# Given request
Rewrite every line of the listing below with "fishing rod" substituted by "fishing pole" and everything else kept the same. Omit the pictures from your answer.

# Dataset records

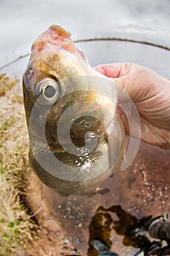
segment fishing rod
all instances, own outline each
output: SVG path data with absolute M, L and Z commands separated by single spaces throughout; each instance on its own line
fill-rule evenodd
M 95 42 L 95 41 L 118 41 L 118 42 L 129 42 L 133 43 L 139 43 L 142 45 L 150 45 L 156 48 L 159 48 L 163 50 L 169 50 L 170 48 L 165 45 L 161 45 L 159 44 L 147 42 L 147 41 L 142 41 L 142 40 L 136 40 L 136 39 L 127 39 L 127 38 L 121 38 L 121 37 L 94 37 L 94 38 L 88 38 L 88 39 L 80 39 L 74 40 L 73 42 L 74 43 L 78 42 Z M 18 58 L 14 59 L 13 61 L 7 63 L 4 66 L 0 67 L 0 70 L 4 69 L 5 67 L 7 67 L 8 66 L 11 65 L 12 64 L 17 62 L 18 61 L 20 60 L 21 59 L 28 57 L 30 56 L 30 53 L 26 53 L 25 55 L 21 55 Z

# Correct response
segment fishing pole
all instances, own outline each
output: SVG path data with absolute M, L and Z commands separated by single spaces throughout; each instance on its own line
fill-rule evenodd
M 95 42 L 95 41 L 118 41 L 118 42 L 129 42 L 133 43 L 139 43 L 142 45 L 150 45 L 156 48 L 159 48 L 163 50 L 169 50 L 170 48 L 165 45 L 161 45 L 159 44 L 147 42 L 147 41 L 142 41 L 142 40 L 136 40 L 136 39 L 127 39 L 127 38 L 121 38 L 121 37 L 94 37 L 94 38 L 88 38 L 88 39 L 80 39 L 74 40 L 73 42 L 74 43 L 78 42 Z M 18 58 L 14 59 L 13 61 L 7 63 L 4 66 L 0 67 L 0 70 L 4 69 L 5 67 L 7 67 L 8 66 L 11 65 L 12 64 L 17 62 L 18 61 L 20 60 L 21 59 L 28 57 L 30 56 L 30 53 L 26 53 L 25 55 L 21 55 Z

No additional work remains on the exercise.